**Written exercise A**
Put the listing's lines from the one containing "of the stacked" through the end of the listing into a JSON list of strings, one string per line, with blank lines omitted.

**Source text**
☆ ☆ ☆ ☆ ☆
It's easy to get a finite field like this for size p, where p is prime -
it's just the integers modulo p, and you can use normal addition and
multiplication modulo p.  But the beauty of GF's is that they give you
fields of different sizes - in particular, size 2^n.

Back to the task in hand - implementing GF(8) on an FPGA.  Addition is
just xor - the tools should not have trouble optimising that!
Multiplication in GF is usually done with lookup tables.  For a field as
small as GF(8), you would have a table with all the elements.  This
could be handled in a 6x3 bit "ROM", or the tools could generate logic
and then reduce it to simple gates (for example, the LSB bit of the
product of non-zero elements is the xnor of the LSB bits of the
operands).  For larger fields, such as the very useful GF(2^8), you will
probably use lookup tables for the logs and antilogs, and use them for
multiplication and division.

A key area of practical application for GF's is in error detection and
correction.  A good example is for RAID6 (two redundant disks in a RAID
array) - there is an excellent paper on the subject by the guy who
implemented RAID 6 in Linux, using GF(2^8).  It gives a good
introduction to Galois fields.

<https://www.kernel.org/pub/linux/kernel/people/hpa/raid6.pdf>

On 10/5/2015 1:29 PM, Kevin Neilson wrote:
>>
>> We are talking modulo 2 multiplies at every bit, otherwise known as
>> AND gates with no carry?  I'm a bit fuzzy on this.
>>
>> Now I'm confused by Kevin's description.  If the vector is
>> multiplied by a scalar, what parts are common and what parts are
>> unique?  What parts of this are fixed vs. variable?  The only parts
>> a tool can optimize are the fixed operands.  Or I am totally
>> missing the concept.
>>
> Say you're multiplying a by a vector [b c d].  Let's say we're using
> the field GF(8) so a is 3 bits.  Now a can be thought of as (
> a0*alpha^0 + a1*alpha^1 + a2*alpha^2 ), where a0 is bit 0 of a, and
> alpha is the primitive element of the field.  Then a*b or a*c or a*d
> is just a sum of some combination of those 3 values in the
> parentheses, depending upon the locations of the 1s in b, c, or d.
> So you can premultiply the three values in the parentheses (the
> common part) and then take sums of subsets of those three (the
> individual parts).  It's all a bunch of XORs at the end.  This is
> just a complicated way of saying that by writing the HDL at a more
> explicit level, the synthesizer is better able to find common factors
> and use a lot fewer gates..

Ok, I'm not at all familiar with GFs.  I see now a bit of what you are 
saying.  But to be honest, I don't know the tools would have any trouble 
with the example you give.  The tools are pretty durn good at 
optimizing... *but*... there are two things to optimize for, size and 
performance.  They are sometimes mutually exclusive, sometimes not.  If 
you ask the tool to give you the optimum size, I don't think you will do 
better if you code it differently, while describing *exactly* the same 
behavior.
☆ ☆ ☆ ☆ ☆
**Written exercise B**
Repeat the stretch of the Galois field post from "A key area of" through "to Galois fields.", substituting "detailed" for "excellent".

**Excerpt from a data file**
☆ ☆ ☆ ☆ ☆
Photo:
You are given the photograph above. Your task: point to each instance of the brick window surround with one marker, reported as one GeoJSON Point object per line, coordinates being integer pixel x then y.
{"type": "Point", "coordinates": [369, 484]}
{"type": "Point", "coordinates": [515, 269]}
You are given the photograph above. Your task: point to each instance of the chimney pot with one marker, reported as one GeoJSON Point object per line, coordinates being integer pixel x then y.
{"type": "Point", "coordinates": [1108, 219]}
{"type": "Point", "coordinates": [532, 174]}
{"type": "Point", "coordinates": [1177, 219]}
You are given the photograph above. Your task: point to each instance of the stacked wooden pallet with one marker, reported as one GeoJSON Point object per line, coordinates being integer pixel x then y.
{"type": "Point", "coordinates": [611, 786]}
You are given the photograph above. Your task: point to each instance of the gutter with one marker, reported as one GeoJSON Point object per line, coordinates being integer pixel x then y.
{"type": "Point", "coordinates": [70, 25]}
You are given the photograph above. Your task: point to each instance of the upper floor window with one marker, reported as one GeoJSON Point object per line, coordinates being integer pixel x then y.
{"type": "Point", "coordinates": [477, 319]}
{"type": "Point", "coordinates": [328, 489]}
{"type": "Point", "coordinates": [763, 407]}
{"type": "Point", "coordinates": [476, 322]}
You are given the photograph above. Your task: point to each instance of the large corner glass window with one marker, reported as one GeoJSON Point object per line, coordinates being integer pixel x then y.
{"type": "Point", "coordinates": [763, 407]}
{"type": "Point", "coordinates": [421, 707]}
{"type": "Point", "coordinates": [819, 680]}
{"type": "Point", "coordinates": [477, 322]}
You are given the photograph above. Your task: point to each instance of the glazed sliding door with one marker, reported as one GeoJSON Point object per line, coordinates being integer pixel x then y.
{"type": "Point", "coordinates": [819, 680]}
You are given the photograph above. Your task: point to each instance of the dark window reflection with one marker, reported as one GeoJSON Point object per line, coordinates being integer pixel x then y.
☆ ☆ ☆ ☆ ☆
**Full answer A**
[
  "You are given the photograph above. Your task: point to each instance of the stacked wooden pallet with one marker, reported as one GeoJSON Point object per line, coordinates being integer pixel x then y.",
  "{\"type\": \"Point\", \"coordinates\": [611, 786]}",
  "You are given the photograph above. Your task: point to each instance of the gutter with one marker, reported as one GeoJSON Point object per line, coordinates being integer pixel x then y.",
  "{\"type\": \"Point\", \"coordinates\": [70, 25]}",
  "You are given the photograph above. Your task: point to each instance of the upper floor window with one marker, reported as one GeoJSON Point object per line, coordinates being integer pixel x then y.",
  "{\"type\": \"Point\", \"coordinates\": [477, 319]}",
  "{\"type\": \"Point\", \"coordinates\": [328, 489]}",
  "{\"type\": \"Point\", \"coordinates\": [763, 407]}",
  "{\"type\": \"Point\", \"coordinates\": [476, 322]}",
  "You are given the photograph above. Your task: point to each instance of the large corner glass window with one marker, reported as one GeoJSON Point object per line, coordinates being integer pixel x then y.",
  "{\"type\": \"Point\", \"coordinates\": [763, 407]}",
  "{\"type\": \"Point\", \"coordinates\": [421, 707]}",
  "{\"type\": \"Point\", \"coordinates\": [819, 680]}",
  "{\"type\": \"Point\", \"coordinates\": [477, 322]}",
  "You are given the photograph above. Your task: point to each instance of the glazed sliding door with one marker, reported as one GeoJSON Point object per line, coordinates being integer pixel x then y.",
  "{\"type\": \"Point\", \"coordinates\": [819, 680]}",
  "You are given the photograph above. Your task: point to each instance of the dark window reflection with one marker, reported as one GeoJSON Point object per line, coordinates being integer pixel x then y."
]

**Full answer B**
A key area of practical application for GF's is in error detection and
correction.  A good example is for RAID6 (two redundant disks in a RAID
array) - there is an detailed paper on the subject by the guy who
implemented RAID 6 in Linux, using GF(2^8).  It gives a good
introduction to Galois fields.